__TASK STATEMENT__
Each line from the one containing "[locate] police officer" through the end of the records below must be repeated exactly, and no other line.

== DATA

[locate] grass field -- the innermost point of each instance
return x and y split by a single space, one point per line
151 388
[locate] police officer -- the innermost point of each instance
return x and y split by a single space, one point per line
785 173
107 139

====

__RESULT FOR THIS EXERCISE__
[locate] police officer -- the innermost point of each instance
return x and y split by a single space, one point per line
785 173
107 139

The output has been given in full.